====== PAGE EXCERPT ======
From The Associated Press
NEW YORK – Distressed over the deaths of civilians in his native Afghanistan, a man who once operated a coffee cart near the World Trade Center site hatched a plan to join the Taliban and fight the U.S. military.
Najibullah Zazi traveled to Pakistan in August 2008 but never made it to Afghanistan. Al-Qaida operatives spotted him. They had more ambitious plans and conspired with him to try to help him die a martyr in a bombing of the New York subway system, he admitted Monday.
“I had discussions with al-Qaida leaders, including target locations, such as New York City subways,” he said.
Zazi, a former Colorado airport shuttle driver, pleaded guilty Monday in Brooklyn federal court to conspiring to use weapons of mass destruction, conspiring to commit murder in a foreign country and providing material support for a terrorist organization. The 25-year-old, part of what prosecutors consider one of the most serious U.S. terror threats since the attacks on Sept. 11, 2001, faces life in prison without parole when he’s sentenced in June.
======
Answer these questions using the news report about Najibullah Zazi.
(a) In what month and year did Zazi travel to Pakistan?
(b) In which court did he plead guilty?
(c) How old is he?
This data comes from a separate source, not from the news report.
====== STUDY MATERIAL ======
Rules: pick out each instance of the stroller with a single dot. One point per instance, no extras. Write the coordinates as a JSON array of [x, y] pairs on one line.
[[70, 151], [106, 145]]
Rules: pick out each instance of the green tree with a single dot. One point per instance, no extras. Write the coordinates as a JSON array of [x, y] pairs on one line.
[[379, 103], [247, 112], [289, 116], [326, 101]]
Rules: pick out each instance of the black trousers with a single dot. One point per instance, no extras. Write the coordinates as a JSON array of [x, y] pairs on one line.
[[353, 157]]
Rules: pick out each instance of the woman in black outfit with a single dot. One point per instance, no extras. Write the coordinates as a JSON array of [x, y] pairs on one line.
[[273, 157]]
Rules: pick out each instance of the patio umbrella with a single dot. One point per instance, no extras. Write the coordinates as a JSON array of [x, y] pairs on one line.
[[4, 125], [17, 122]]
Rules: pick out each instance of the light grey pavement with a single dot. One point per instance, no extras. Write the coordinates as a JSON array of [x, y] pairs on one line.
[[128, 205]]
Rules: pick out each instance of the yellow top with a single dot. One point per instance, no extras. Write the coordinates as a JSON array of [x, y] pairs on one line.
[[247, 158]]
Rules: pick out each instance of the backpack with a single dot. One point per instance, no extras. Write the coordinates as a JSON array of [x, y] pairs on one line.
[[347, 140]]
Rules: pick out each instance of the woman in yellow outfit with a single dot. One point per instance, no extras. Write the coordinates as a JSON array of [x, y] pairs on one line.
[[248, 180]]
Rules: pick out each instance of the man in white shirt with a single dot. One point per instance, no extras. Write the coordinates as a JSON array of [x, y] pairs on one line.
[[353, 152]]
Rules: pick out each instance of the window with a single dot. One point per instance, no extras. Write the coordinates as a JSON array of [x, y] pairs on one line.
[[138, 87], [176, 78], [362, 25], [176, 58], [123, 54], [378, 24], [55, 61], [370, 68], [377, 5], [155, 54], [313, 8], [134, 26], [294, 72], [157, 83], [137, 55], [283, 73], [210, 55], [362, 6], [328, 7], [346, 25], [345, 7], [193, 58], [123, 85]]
======
(COMPLETED EXERCISE)
(a) August 2008
(b) Brooklyn federal court
(c) 25